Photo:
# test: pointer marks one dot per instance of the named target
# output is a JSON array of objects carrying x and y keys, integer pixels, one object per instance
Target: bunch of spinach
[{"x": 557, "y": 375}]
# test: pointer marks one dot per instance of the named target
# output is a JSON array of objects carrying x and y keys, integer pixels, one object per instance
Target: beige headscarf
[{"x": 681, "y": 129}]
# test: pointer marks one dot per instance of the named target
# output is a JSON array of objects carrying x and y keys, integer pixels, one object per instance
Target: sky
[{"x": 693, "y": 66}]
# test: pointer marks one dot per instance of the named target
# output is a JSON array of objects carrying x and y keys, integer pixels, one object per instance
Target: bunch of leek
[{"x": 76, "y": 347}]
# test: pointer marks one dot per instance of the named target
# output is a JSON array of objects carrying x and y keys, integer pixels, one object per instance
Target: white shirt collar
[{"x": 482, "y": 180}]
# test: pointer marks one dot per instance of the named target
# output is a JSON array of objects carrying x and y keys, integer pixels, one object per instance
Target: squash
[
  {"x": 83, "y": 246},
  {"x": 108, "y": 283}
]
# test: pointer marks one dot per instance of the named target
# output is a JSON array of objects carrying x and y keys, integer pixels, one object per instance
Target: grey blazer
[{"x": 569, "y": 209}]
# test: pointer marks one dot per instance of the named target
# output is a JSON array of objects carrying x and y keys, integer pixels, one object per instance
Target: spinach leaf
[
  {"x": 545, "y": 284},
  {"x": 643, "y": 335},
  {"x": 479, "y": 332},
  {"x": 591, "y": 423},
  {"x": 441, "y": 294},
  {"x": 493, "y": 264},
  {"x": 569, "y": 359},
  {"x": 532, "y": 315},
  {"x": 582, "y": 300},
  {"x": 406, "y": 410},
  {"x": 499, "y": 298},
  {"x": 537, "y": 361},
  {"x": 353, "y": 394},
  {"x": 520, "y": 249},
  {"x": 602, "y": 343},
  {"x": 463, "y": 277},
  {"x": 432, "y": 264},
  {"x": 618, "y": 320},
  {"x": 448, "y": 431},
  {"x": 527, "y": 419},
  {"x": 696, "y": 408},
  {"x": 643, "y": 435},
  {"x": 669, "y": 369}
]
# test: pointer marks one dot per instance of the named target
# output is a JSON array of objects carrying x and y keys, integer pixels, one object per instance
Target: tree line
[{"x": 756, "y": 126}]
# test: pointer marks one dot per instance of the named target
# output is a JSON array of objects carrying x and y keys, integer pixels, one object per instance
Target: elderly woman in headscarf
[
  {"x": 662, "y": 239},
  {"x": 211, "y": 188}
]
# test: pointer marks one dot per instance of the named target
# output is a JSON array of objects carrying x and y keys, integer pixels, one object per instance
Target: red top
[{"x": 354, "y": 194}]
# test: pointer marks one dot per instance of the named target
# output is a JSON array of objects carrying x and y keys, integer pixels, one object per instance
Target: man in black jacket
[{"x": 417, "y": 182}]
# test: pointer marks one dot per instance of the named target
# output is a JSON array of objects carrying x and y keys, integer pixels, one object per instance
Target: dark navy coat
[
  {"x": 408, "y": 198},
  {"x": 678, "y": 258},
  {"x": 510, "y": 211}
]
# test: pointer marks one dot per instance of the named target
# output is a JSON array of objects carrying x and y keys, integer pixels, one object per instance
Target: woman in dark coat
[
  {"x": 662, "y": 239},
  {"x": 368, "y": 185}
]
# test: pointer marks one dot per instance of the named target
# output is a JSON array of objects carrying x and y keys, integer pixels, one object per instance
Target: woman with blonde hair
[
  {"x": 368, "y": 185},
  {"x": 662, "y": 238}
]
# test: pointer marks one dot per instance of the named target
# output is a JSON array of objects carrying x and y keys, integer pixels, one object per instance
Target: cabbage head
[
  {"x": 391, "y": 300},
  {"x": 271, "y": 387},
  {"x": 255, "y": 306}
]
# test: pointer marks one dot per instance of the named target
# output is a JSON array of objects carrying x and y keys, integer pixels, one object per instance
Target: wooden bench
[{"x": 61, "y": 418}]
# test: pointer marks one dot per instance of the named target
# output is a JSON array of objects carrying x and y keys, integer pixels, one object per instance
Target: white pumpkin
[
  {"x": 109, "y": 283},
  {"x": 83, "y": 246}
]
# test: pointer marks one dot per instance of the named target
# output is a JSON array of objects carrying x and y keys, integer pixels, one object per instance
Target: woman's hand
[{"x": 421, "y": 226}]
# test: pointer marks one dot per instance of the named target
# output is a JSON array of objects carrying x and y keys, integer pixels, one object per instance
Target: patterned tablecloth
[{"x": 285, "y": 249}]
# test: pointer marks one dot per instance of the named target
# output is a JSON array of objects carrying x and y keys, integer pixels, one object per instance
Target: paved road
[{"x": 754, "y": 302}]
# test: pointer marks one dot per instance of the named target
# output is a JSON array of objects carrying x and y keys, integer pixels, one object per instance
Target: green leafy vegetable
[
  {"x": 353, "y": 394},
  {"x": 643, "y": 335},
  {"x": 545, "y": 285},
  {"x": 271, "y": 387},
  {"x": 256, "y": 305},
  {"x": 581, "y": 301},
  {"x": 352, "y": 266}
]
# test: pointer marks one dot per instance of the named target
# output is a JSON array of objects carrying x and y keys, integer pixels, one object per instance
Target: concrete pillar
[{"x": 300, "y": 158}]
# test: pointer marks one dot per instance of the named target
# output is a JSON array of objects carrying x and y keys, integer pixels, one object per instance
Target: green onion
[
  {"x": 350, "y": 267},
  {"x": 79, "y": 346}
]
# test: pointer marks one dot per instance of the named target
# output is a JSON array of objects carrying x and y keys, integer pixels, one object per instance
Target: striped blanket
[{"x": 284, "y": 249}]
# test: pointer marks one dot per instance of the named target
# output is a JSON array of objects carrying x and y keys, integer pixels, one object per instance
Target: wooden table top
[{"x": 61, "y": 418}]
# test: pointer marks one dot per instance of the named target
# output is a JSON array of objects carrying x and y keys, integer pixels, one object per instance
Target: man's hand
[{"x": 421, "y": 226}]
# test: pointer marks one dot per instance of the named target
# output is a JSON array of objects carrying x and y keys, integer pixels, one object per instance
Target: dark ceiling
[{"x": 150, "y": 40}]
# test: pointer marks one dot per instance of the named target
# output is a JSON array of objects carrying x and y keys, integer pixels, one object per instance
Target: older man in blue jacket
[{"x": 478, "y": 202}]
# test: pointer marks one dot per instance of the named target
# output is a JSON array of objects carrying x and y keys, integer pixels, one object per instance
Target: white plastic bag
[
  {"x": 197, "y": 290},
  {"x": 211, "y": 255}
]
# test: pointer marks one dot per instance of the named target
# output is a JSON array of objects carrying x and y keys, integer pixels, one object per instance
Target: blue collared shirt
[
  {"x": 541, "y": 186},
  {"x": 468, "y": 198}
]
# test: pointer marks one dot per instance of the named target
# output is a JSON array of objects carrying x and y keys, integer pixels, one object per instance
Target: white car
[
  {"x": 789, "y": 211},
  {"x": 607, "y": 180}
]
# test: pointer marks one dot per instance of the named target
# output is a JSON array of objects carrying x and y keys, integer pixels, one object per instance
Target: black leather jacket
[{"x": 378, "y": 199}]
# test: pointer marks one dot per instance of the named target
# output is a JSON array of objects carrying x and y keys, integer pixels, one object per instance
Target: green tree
========================================================================
Exercise
Write the records out again. Each one must match exactly.

Worked solution
Photo:
# test: pointer marks one dot per instance of the named target
# output is a JSON array of objects carrying x and y keys, integer pixels, one object per instance
Target: bunch of spinach
[{"x": 557, "y": 375}]
# test: pointer marks one dot per instance of the named target
# output is a JSON array of objects carrying x and y keys, integer pixels, one object per instance
Target: beige headscarf
[{"x": 681, "y": 129}]
# test: pointer marks one dot per instance of the named target
# output is a JSON array of objects carrying x and y keys, integer pixels, one object per instance
Target: sky
[{"x": 693, "y": 66}]
# test: pointer marks one dot per instance of the named target
# output is a JSON array of objects carrying x and y keys, integer pixels, one object per instance
Target: bunch of leek
[{"x": 76, "y": 347}]
# test: pointer marks one dot per instance of the named target
# output is a JSON array of objects carrying x and y keys, integer pixels, one object per instance
Target: white shirt collar
[{"x": 482, "y": 180}]
# test: pointer marks one dot per instance of the named target
# output is a JSON array of objects carrying x and y keys, integer pixels, one object per instance
Target: squash
[
  {"x": 83, "y": 246},
  {"x": 108, "y": 283}
]
# test: pointer marks one dot per instance of the named target
# output is a JSON array of objects carrying x and y keys, integer pixels, one object per instance
Target: grey blazer
[{"x": 569, "y": 209}]
# test: pointer marks one dot per instance of the named target
# output is a JSON array of objects carrying x and y keys, integer pixels, one object per instance
Target: spinach leaf
[
  {"x": 545, "y": 284},
  {"x": 643, "y": 335},
  {"x": 479, "y": 332},
  {"x": 591, "y": 423},
  {"x": 441, "y": 294},
  {"x": 493, "y": 264},
  {"x": 569, "y": 359},
  {"x": 532, "y": 315},
  {"x": 582, "y": 300},
  {"x": 406, "y": 410},
  {"x": 499, "y": 298},
  {"x": 537, "y": 361},
  {"x": 353, "y": 394},
  {"x": 520, "y": 249},
  {"x": 602, "y": 343},
  {"x": 463, "y": 277},
  {"x": 432, "y": 264},
  {"x": 618, "y": 320},
  {"x": 448, "y": 431},
  {"x": 527, "y": 419},
  {"x": 696, "y": 408},
  {"x": 643, "y": 435},
  {"x": 669, "y": 369}
]
# test: pointer marks one dot per instance of the named target
# output is a JSON array of objects carrying x and y keys, integer pixels, one object per instance
Target: tree line
[{"x": 756, "y": 126}]
# test: pointer marks one dot per instance of the named target
# output is a JSON array of objects carrying x and y keys, integer pixels, one object per instance
Target: elderly woman in headscarf
[
  {"x": 662, "y": 239},
  {"x": 211, "y": 188}
]
# test: pointer marks one dot per instance of the named target
# output is a JSON array of objects carrying x and y keys, integer pixels, one object per instance
Target: red top
[{"x": 354, "y": 194}]
# test: pointer marks one dot per instance of the named target
# output is a JSON array of objects carrying x and y keys, integer pixels, one object per instance
Target: man in black jacket
[{"x": 417, "y": 182}]
# test: pointer marks one dot per instance of the named target
# output is a JSON array of objects carrying x and y keys, integer pixels, one object per instance
Target: dark navy coat
[
  {"x": 408, "y": 198},
  {"x": 678, "y": 258},
  {"x": 510, "y": 211}
]
# test: pointer marks one dot per instance of the named target
# output is a JSON array of objects carrying x and y keys, integer pixels, one object per instance
Target: woman in dark coat
[
  {"x": 662, "y": 239},
  {"x": 368, "y": 185}
]
# test: pointer marks one dot per instance of the named target
# output is a JSON array of objects carrying x and y keys, integer pixels, one object per instance
Target: woman with blonde hair
[
  {"x": 368, "y": 185},
  {"x": 662, "y": 238}
]
# test: pointer marks one dot per instance of the named target
# output is a JSON array of objects carrying x and y keys, integer pixels, one object per instance
Target: cabbage head
[
  {"x": 391, "y": 300},
  {"x": 271, "y": 387},
  {"x": 255, "y": 306}
]
# test: pointer marks one dot per instance of the named target
# output is a JSON array of objects carrying x and y keys, integer pixels, one object per instance
Target: wooden bench
[{"x": 61, "y": 418}]
# test: pointer marks one dot per instance of the named target
# output is a JSON array of objects carrying x and y keys, integer pixels, one object per instance
Target: white pumpkin
[
  {"x": 109, "y": 283},
  {"x": 83, "y": 246}
]
# test: pointer marks one dot per instance of the named target
# output is a JSON array of objects carrying x and y keys, integer pixels, one object per instance
Target: woman's hand
[{"x": 421, "y": 226}]
# test: pointer marks one dot per instance of the named target
# output is a JSON array of objects carrying x and y keys, integer pixels, one object per instance
Target: patterned tablecloth
[{"x": 285, "y": 249}]
# test: pointer marks one dot per instance of the named target
# output is a JSON array of objects carrying x and y keys, integer pixels, one object per instance
Target: paved road
[{"x": 754, "y": 302}]
# test: pointer marks one dot per instance of the named target
# output is a JSON array of objects carrying x and y keys, integer pixels, one object per instance
Target: green leafy vegetable
[
  {"x": 353, "y": 394},
  {"x": 643, "y": 335},
  {"x": 545, "y": 285},
  {"x": 271, "y": 387},
  {"x": 256, "y": 305},
  {"x": 581, "y": 301},
  {"x": 352, "y": 266}
]
# test: pointer marks one dot per instance of the named target
# output is a JSON array of objects carrying x and y keys, integer pixels, one object per instance
Target: concrete pillar
[{"x": 300, "y": 158}]
# test: pointer marks one dot per instance of the named target
# output is a JSON array of objects carrying x and y keys, integer pixels, one object per instance
Target: green onion
[
  {"x": 350, "y": 267},
  {"x": 79, "y": 346}
]
# test: pointer marks one dot per instance of the named target
# output is a JSON array of objects carrying x and y keys, integer pixels, one object per instance
Target: striped blanket
[{"x": 284, "y": 249}]
# test: pointer marks one dot per instance of the named target
# output is a JSON array of objects carrying x and y keys, integer pixels, one object per instance
Target: wooden table top
[{"x": 61, "y": 418}]
# test: pointer marks one dot per instance of the named target
# output is a JSON array of objects carrying x and y keys, integer pixels, one object per instance
Target: man's hand
[{"x": 421, "y": 226}]
# test: pointer marks one dot per instance of the named target
# output is a JSON array of objects carrying x and y keys, integer pixels, one object per instance
Target: dark ceiling
[{"x": 150, "y": 40}]
# test: pointer marks one dot per instance of the named target
# output is a JSON array of objects carrying x and y keys, integer pixels, one object per instance
Target: older man in blue jacket
[{"x": 478, "y": 202}]
# test: pointer marks one dot per instance of the named target
# output is a JSON array of objects carrying x and y keys, integer pixels, one object per instance
Target: white plastic bag
[
  {"x": 197, "y": 290},
  {"x": 211, "y": 255}
]
# test: pointer marks one dot per instance of the named target
# output is a JSON array of objects carrying x and y keys, integer pixels, one object per instance
Target: blue collared shirt
[
  {"x": 541, "y": 186},
  {"x": 468, "y": 198}
]
# test: pointer marks one dot per instance of the named target
# output is a JSON array of objects carrying x and y keys, integer pixels, one object per instance
Target: white car
[
  {"x": 789, "y": 211},
  {"x": 607, "y": 180}
]
# test: pointer marks one dot per instance of the named target
# output is a JSON array of objects carrying x and y keys, integer pixels, one object per instance
Target: black leather jacket
[{"x": 378, "y": 199}]
# test: pointer marks one dot per instance of the named target
# output is a JSON array of objects carrying x and y keys, integer pixels, one object per instance
Target: green tree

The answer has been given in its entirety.